Give the listing below, from the line with "Category: wooden podium." through the end of the listing, as a two-column CSV headed text and answer, with one row pairing each text with its answer. Put each value in a single quoted field, with line breaks turned into spaces.

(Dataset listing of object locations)
☆ ☆ ☆ ☆
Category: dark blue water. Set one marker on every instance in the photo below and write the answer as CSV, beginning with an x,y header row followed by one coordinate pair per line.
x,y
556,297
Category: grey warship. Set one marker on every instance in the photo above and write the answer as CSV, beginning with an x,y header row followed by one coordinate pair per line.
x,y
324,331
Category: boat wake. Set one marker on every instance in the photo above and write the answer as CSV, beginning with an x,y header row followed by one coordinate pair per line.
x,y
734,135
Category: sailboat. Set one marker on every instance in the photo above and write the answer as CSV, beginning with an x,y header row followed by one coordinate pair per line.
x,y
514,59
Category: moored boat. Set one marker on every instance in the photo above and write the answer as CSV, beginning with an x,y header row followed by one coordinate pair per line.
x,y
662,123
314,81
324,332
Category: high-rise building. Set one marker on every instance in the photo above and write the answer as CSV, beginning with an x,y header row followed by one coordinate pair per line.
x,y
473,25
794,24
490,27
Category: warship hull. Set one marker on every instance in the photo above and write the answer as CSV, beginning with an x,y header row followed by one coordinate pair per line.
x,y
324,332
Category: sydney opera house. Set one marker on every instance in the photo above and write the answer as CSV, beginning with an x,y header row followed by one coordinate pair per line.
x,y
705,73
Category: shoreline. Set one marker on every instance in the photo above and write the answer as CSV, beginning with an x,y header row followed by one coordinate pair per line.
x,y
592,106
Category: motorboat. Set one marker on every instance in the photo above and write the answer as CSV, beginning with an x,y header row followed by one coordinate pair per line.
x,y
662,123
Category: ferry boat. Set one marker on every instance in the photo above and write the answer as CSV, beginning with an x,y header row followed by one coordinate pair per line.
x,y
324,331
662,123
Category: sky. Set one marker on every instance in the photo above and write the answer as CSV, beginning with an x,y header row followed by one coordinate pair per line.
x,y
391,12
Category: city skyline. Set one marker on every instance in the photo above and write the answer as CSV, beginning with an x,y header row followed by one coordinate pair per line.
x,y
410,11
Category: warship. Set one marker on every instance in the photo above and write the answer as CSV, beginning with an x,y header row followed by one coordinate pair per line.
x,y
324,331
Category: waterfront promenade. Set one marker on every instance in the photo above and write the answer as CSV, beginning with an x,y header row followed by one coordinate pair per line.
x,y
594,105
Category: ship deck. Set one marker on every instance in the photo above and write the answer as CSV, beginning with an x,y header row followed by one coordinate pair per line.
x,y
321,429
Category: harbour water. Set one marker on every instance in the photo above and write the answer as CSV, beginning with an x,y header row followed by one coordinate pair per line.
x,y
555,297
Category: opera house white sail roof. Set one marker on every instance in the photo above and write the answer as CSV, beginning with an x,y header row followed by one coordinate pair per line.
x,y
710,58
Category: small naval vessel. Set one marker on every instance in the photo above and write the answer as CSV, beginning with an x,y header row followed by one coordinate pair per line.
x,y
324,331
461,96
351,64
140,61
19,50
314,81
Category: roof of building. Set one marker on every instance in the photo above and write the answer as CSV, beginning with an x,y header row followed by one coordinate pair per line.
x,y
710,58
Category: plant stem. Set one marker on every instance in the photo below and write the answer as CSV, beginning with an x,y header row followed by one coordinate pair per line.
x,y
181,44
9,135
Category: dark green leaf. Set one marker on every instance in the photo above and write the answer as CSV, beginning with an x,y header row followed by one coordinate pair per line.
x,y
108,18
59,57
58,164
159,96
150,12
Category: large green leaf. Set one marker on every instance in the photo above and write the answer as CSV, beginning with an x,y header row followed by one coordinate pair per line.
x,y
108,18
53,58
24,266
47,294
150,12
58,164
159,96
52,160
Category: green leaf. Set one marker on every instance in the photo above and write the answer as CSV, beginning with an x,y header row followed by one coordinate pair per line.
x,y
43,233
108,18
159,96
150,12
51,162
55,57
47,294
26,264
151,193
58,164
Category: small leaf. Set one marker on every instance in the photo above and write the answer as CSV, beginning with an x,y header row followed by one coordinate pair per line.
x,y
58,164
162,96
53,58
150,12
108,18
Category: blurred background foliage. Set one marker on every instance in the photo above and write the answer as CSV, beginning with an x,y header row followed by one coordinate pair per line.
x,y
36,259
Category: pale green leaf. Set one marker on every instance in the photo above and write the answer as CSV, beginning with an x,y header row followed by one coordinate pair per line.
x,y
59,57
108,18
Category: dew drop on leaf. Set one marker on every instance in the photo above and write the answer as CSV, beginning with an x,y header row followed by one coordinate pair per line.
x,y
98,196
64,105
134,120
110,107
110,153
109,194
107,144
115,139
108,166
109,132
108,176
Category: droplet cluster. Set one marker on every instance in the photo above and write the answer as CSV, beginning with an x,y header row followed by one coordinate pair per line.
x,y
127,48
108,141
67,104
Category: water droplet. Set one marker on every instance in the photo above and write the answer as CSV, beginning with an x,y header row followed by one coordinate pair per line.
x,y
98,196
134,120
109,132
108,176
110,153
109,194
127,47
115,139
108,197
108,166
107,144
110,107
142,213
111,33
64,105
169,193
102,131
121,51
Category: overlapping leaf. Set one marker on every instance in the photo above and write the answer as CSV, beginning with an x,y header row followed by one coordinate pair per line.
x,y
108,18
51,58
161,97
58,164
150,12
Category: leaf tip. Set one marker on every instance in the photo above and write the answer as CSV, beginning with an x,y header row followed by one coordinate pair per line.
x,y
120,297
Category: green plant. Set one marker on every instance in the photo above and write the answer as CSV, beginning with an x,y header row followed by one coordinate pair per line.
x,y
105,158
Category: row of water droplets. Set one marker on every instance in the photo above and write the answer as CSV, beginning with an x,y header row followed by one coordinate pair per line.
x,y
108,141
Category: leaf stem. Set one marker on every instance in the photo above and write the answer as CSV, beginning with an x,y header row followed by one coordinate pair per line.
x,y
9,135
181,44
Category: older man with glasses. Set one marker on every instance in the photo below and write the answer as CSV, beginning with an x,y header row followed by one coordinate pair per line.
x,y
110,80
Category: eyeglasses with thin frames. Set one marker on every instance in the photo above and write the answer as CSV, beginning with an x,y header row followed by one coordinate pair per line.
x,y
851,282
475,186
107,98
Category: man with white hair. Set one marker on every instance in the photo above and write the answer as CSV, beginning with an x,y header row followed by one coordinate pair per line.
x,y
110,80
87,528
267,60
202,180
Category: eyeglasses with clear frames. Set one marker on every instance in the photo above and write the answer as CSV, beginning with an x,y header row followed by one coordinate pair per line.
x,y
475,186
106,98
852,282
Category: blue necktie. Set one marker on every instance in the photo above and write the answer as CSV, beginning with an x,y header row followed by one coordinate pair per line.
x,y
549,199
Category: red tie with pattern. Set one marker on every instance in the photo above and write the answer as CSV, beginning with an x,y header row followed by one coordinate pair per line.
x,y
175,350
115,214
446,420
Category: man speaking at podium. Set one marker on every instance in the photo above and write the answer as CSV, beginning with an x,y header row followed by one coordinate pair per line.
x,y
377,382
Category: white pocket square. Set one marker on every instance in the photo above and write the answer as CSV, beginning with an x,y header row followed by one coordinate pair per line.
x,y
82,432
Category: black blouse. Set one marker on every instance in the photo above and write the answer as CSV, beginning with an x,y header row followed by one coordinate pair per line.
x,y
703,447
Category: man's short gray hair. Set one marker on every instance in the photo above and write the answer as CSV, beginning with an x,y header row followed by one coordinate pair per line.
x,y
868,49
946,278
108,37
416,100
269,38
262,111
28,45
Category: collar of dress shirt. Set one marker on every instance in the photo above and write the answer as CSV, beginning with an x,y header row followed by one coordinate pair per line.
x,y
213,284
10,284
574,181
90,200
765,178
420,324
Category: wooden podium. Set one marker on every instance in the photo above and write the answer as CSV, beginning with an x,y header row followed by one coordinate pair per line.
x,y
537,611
☆ ☆ ☆ ☆
COMPLETED TASK =>
text,answer
"Category: wooden podium. Set one marker on every instance in the photo above and write the answer as CSV, beginning with an x,y header row followed by one coordinate pair per line.","x,y 537,611"